Written instruction =
Lines before the one containing "Keypoint placement for each instance of the curtain: set" are excluded; retype that line and all remaining lines of the material exactly.

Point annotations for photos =
* * * *

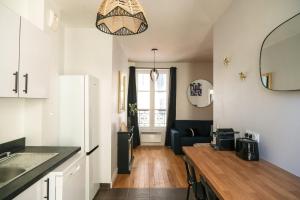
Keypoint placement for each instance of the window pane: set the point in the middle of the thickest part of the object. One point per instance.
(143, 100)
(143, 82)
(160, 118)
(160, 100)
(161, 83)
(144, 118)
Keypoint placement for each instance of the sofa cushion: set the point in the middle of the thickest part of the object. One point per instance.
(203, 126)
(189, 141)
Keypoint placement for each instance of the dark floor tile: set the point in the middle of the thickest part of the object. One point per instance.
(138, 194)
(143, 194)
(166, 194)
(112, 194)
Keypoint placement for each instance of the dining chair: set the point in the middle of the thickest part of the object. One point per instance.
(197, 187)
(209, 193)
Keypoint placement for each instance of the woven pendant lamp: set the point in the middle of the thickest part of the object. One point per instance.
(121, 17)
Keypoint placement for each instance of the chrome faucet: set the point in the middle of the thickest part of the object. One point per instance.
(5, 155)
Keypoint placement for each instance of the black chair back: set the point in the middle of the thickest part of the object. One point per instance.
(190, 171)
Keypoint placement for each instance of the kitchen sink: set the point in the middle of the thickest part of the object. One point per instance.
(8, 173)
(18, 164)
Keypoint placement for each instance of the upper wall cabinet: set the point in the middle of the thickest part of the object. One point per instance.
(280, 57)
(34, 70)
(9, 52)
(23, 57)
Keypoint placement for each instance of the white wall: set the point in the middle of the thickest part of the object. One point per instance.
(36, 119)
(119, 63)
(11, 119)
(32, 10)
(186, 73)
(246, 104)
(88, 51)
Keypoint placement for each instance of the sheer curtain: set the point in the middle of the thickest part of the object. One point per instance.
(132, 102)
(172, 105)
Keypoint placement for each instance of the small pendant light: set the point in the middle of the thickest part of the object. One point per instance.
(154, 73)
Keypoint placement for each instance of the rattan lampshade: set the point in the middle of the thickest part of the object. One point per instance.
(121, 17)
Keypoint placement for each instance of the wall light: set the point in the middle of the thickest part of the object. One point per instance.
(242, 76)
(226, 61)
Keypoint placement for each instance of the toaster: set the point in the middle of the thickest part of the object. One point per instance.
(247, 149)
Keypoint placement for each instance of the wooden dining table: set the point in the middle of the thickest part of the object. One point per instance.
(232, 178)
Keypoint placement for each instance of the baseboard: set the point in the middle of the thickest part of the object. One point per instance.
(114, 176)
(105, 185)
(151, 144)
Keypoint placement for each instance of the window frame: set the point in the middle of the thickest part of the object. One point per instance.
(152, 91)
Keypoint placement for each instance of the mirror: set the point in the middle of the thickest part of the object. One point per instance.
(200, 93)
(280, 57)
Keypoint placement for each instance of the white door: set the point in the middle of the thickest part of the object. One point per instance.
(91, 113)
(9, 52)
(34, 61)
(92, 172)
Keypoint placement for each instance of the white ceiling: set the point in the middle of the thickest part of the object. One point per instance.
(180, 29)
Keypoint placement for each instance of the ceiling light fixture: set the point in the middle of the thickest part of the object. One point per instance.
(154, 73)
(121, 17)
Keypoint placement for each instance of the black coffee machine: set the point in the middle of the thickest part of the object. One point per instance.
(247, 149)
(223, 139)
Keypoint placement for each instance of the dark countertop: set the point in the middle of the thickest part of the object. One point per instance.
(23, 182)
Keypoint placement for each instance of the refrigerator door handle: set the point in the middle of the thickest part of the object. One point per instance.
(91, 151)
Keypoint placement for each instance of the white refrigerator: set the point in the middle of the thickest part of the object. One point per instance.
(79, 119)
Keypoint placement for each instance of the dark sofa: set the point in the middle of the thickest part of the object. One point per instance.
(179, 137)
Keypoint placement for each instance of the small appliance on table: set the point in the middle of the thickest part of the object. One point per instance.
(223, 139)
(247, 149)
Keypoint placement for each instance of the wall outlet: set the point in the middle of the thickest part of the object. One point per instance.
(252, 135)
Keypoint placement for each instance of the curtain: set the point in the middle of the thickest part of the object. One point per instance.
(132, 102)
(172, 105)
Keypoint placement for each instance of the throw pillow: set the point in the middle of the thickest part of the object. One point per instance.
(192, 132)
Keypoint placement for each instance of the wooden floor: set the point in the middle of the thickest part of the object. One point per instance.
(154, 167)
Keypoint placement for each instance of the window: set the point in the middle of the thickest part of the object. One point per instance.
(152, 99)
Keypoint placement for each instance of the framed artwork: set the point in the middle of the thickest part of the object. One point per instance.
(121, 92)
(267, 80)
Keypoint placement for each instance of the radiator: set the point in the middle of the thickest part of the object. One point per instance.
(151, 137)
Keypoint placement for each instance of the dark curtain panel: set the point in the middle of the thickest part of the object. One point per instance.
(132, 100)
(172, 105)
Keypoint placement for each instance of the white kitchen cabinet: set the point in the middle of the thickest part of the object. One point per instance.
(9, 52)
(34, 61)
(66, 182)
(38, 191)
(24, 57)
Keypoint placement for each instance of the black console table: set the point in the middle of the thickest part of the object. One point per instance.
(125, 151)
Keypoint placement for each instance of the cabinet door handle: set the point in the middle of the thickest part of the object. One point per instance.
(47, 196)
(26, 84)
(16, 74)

* * * *

Task result =
Keypoint placement for each instance of the curtain: set the point in the middle of the thickest part of the object. One point per instance.
(132, 102)
(172, 105)
Keypoint placement for each instance of the throw pillow: set the point in the middle of the thickest part of the object. One point per instance.
(192, 132)
Keypoint placement for each instance of the wooden floor: set the point in the middle of the thickest part of the object. One point per instance.
(154, 167)
Keypoint placement for each instance of the window: set the point in the middle of the thickest part of the object. One point per instance.
(152, 99)
Keypoint placement for each instance of the framed artwork: set the point in the middle of the thickest part of the object. One point per instance.
(121, 92)
(267, 80)
Keypoint placement for each instance of the radiator: set the point in the middle of the thickest part of the object. One point per instance.
(151, 137)
Keypoint placement for each instance of the dark curtain panel: set the point in the middle of the thickest part of the object. One point per instance.
(132, 100)
(172, 105)
Keypoint placement for each instance of the white kitchen cabinet: set the point in the middle of the thickest part of the object. One point per instance.
(9, 52)
(34, 61)
(66, 182)
(38, 191)
(24, 57)
Keypoint placement for each instance of the black console table: set the point in the middle of the thickest part of the object. One point per instance.
(125, 151)
Keypoint placement for each instance of the cabinet door handle: set the point in the middle of the thickest part of the object. One point per instance.
(47, 196)
(26, 84)
(16, 74)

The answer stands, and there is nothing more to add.